SUPPLIED INFORMATION =>
>> BEGIN

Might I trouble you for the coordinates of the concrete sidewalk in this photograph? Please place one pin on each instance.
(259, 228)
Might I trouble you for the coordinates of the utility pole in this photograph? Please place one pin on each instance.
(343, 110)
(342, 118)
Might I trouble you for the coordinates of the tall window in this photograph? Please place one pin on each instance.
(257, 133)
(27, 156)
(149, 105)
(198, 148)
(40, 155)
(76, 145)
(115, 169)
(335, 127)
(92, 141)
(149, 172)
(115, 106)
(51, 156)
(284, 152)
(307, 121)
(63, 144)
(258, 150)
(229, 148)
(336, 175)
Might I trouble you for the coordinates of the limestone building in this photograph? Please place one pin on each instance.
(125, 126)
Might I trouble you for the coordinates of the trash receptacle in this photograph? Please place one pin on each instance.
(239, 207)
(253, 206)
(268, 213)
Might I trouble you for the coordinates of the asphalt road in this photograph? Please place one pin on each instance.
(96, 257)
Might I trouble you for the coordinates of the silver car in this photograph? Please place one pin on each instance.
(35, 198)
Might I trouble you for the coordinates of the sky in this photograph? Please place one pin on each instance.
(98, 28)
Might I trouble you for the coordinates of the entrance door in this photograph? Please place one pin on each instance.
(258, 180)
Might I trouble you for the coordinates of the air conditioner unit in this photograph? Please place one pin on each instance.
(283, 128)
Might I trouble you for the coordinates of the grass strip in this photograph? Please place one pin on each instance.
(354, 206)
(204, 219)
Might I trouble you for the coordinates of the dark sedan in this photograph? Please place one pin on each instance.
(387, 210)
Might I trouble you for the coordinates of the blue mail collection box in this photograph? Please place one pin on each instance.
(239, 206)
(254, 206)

>> END
>> BEGIN

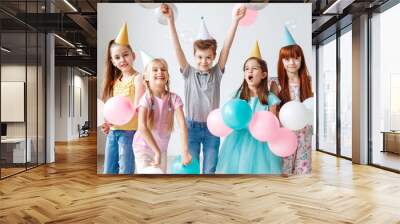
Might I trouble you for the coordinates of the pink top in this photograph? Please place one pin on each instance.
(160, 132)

>> END

WHAT IS REQUIRED => Count the lines in the entries above that contain the word "pink", and give only the number.

SOLUTION TO THE EXERCISE => 1